Will The Jobs Report Allow Fed To Raise Rate In September?
6~7月と米雇用統計が予想外の大幅増加を遂げ、9月利上げ観測が高まりました。
NY連銀のダドリー総裁が9月利上げの可能性に言及するサプライズもあって、FF先物市場でみた9月利上げ織り込み度は徐々に上昇中。
7月の米連邦公開市場委員会(FOMC)議事録では9月利上げで意見が紛糾していたとはいえ、ダドリーNY連銀総裁は「GDPより雇用を重視している」と発言したから、さあ大変。米株は下落に転じており、イエレン米連邦準備制度理事会(FRB)議長が26日に予定するジャクソン・ホール会合の講演で利上げ示唆を与えるのか、マーケットは固唾を呑んで見守っているかのようです。
さて、問題の雇用統計・非農業部門就労者数(NFP)は確かに絶好調に見えますが、NFPを因数分解すると気掛かりな点が浮かび上がってきます。
7月のNFP、セクター別の就業者数・前年比の伸び率と賃金の比較をご覧下さい。
財部門(製造業、鉱業、建設)の就業数は前年同月比0.3%増に過ぎません。原油先物が買い戻されながら石油関連が足を引っ張る状況が継続し、鉱業が16.8%減となったためです。製造業も0.3%減と弱い。建設のみ3.3%増でした。
サービス部門の就業者数は前年同月比2.2%増と、財部門を大きく上回ります。ただし低賃金の職である娯楽/宿泊、食品サービスが牽引していたんですね。高賃金の派遣も力強い伸びを示したとはいえ、医療保険など福利厚生が与えられていないため消費押し上げの原動力となるかは疑問が残ります。
こうした傾向は2015年からの前年比伸び率・平均値と比較しても、大差ありません。
その他、雇用統計は労働参加率や不完全失業率など質的な改善にも歯止めが掛かっています。慎重な性格のイエレンFRB議長が9月利上げへ向け積極的に舵取りする可能性は低いのではないでしょうか。

[データセットの項目]
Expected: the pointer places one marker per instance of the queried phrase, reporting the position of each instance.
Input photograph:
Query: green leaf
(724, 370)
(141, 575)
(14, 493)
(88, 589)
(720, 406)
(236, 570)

やってみよう 1: 雇用統計の記事によると、7月の鉱業の就業者数は前年同月比でどれだけ減りましたか。
やってみよう 2: 雇用統計の記事の内容を2文でまとめてください。

答えの例 1: 16.8%減りました。

答えの例 2: 6〜7月の米雇用統計が予想外に大きく伸び、ダドリーNY連銀総裁の発言もあって、9月利上げの見方が強まっています。ただ7月の中身を見ると、財部門の就業者数は0.3%増にとどまり、サービス部門は低賃金の職が伸びを引っ張っていて、労働参加率などの改善も止まっているため、慎重なイエレンFRB議長が9月利上げに積極的に動く可能性は低いと記事は見ています。